PROMPT »
Collect every line of the data below that contains the string "stone" and copy each such line in full. Case counts.

TASK INPUTS »
--
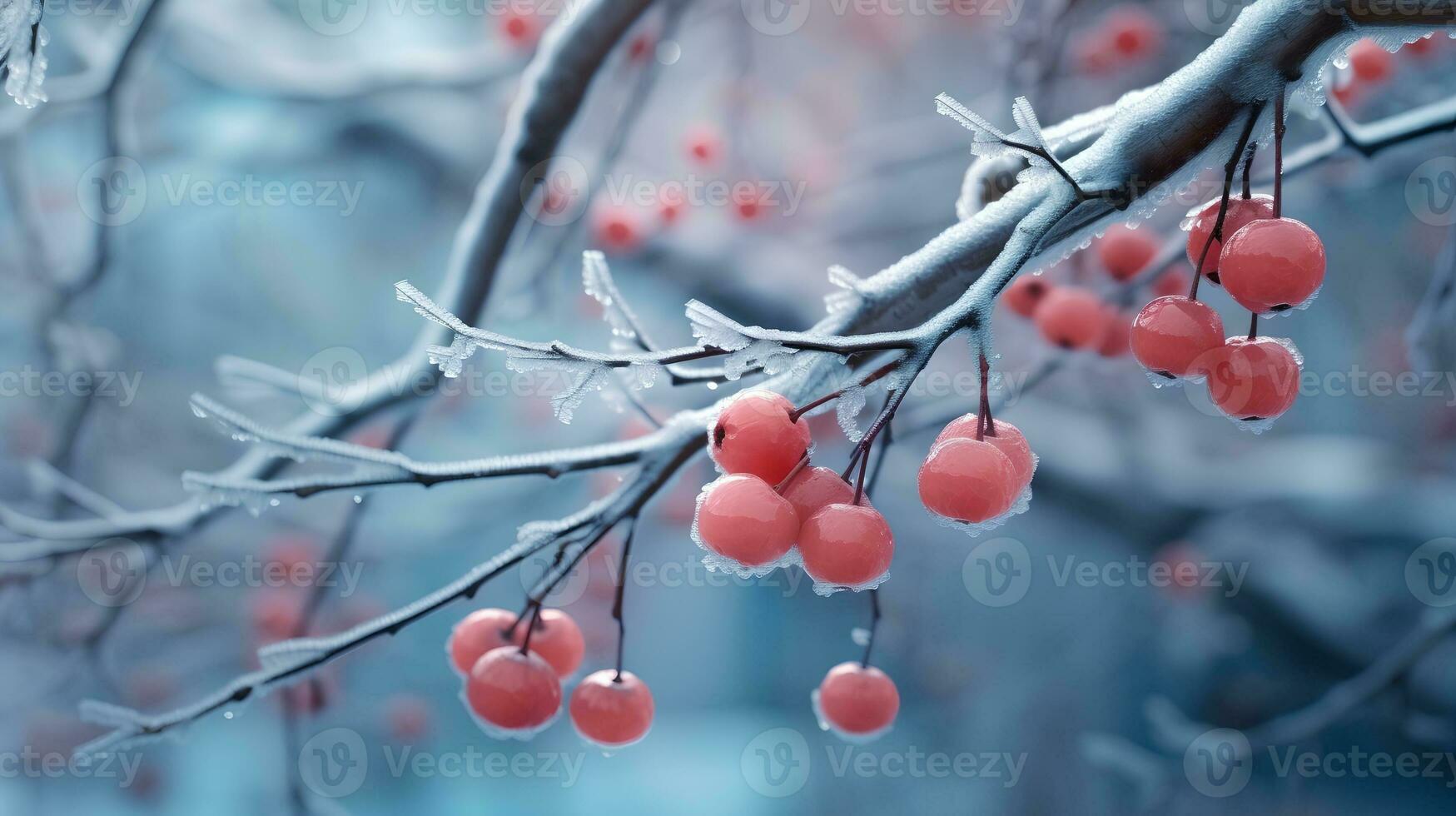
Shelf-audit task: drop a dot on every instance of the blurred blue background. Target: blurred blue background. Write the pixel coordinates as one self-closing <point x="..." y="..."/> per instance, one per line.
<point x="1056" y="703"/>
--
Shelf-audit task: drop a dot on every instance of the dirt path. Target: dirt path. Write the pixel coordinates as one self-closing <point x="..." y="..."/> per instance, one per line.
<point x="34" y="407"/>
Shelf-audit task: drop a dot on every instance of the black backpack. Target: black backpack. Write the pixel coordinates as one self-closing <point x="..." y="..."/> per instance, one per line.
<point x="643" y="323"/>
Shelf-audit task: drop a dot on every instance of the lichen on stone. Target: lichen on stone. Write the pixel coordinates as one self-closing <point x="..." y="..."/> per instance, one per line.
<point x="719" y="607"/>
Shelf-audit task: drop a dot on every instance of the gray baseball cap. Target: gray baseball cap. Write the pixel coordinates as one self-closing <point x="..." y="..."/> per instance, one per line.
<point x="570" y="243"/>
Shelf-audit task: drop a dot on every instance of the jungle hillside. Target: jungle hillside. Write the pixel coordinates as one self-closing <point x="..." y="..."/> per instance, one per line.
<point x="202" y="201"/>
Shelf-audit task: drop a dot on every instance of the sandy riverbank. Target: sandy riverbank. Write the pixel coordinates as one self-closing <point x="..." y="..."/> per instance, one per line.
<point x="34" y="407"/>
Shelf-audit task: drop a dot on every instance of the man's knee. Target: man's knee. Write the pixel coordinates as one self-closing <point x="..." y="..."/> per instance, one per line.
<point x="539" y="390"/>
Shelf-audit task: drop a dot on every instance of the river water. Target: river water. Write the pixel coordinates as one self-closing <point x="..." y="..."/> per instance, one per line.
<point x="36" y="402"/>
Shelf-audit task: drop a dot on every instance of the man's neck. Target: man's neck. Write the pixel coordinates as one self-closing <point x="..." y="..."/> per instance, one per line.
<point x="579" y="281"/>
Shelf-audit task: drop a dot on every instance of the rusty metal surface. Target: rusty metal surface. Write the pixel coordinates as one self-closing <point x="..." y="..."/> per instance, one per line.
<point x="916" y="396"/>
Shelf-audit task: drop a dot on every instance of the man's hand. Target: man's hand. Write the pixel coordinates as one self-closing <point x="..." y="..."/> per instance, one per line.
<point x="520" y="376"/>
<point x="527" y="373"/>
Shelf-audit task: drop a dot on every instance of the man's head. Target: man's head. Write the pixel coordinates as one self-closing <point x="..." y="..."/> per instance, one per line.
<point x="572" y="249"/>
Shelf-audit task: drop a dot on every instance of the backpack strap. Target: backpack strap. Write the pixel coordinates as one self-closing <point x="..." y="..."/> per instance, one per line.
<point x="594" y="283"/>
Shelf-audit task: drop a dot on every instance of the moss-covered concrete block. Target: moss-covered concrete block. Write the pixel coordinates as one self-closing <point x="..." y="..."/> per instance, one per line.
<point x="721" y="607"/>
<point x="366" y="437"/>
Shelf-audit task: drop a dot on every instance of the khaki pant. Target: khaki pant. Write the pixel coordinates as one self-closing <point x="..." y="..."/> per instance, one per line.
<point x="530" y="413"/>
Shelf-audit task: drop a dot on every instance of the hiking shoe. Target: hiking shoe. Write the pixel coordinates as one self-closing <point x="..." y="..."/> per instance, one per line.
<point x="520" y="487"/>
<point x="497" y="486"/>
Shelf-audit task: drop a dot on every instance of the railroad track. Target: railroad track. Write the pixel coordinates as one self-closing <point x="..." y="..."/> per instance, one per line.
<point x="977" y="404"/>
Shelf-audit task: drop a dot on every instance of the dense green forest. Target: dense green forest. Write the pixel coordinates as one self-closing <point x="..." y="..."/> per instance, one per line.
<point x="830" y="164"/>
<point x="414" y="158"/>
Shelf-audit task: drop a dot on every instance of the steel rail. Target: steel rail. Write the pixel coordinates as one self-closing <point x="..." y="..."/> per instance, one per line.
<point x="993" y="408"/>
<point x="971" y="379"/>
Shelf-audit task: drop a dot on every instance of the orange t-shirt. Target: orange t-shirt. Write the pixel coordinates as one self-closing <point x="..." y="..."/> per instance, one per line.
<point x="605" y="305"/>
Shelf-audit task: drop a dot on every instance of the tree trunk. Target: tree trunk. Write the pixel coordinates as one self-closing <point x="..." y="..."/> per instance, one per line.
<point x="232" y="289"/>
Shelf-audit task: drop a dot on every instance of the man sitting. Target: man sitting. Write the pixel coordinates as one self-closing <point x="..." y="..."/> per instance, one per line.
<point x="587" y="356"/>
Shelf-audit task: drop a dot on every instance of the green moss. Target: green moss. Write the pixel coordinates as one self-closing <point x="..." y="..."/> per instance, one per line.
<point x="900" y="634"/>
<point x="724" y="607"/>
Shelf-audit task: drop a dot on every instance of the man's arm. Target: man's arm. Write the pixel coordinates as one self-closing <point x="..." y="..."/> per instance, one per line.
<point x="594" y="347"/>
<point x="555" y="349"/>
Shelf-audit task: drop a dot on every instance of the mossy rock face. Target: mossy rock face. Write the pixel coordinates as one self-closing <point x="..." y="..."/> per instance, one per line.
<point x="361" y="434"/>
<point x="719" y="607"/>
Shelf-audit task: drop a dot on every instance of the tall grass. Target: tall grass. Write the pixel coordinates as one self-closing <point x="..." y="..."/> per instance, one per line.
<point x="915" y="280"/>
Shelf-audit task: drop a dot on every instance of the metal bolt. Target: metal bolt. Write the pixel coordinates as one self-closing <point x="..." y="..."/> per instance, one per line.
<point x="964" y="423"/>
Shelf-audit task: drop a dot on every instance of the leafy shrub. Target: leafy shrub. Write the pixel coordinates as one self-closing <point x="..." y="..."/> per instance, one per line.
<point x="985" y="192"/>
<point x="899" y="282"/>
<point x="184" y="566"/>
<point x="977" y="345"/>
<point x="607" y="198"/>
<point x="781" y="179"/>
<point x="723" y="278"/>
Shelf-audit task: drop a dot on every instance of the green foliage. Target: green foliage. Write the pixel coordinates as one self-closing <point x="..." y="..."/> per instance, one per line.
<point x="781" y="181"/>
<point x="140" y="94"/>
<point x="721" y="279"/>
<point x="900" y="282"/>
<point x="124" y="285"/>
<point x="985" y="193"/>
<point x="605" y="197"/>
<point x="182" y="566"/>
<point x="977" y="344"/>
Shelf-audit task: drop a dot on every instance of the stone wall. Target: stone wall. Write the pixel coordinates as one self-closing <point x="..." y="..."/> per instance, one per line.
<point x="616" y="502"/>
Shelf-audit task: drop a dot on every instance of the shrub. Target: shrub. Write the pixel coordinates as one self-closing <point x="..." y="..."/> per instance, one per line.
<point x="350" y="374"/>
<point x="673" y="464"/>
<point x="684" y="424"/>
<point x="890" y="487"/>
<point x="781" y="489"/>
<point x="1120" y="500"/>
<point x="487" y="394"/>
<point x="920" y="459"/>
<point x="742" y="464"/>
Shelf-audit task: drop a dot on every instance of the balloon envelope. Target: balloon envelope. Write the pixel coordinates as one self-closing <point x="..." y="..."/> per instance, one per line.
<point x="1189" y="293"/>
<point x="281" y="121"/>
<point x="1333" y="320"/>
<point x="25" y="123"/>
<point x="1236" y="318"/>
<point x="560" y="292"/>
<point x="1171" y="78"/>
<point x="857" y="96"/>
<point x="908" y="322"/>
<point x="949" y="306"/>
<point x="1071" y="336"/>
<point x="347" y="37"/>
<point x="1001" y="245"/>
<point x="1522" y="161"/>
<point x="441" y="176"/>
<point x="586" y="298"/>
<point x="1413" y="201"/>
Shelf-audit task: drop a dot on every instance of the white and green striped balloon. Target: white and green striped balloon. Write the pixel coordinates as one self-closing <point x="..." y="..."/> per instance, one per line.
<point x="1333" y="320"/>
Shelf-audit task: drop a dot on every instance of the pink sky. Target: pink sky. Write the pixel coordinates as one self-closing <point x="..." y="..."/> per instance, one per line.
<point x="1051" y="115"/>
--
COMPLETE OUTPUT »
Shelf-audit task: drop a dot on every instance of the lichen on stone. Target: lichen on stone. Write the pixel coordinates as one self-closing <point x="..." y="..."/> per instance, one per line.
Shelf-audit task: drop a dot on every instance of the stone wall. Target: stone wall. Write the pixel coordinates as one self-closing <point x="..." y="..."/> per instance, one per line.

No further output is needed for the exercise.